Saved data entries

=== Begin Enclosure ===

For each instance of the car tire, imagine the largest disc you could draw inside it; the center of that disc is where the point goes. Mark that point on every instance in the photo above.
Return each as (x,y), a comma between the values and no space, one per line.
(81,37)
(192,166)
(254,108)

=== End Enclosure ===

What is required
From the line with "Return each as" to the final line of the entries above, return every line exactly as written.

Solution
Return each as (x,y), a comma between the values and no space, one per line.
(81,37)
(192,166)
(254,108)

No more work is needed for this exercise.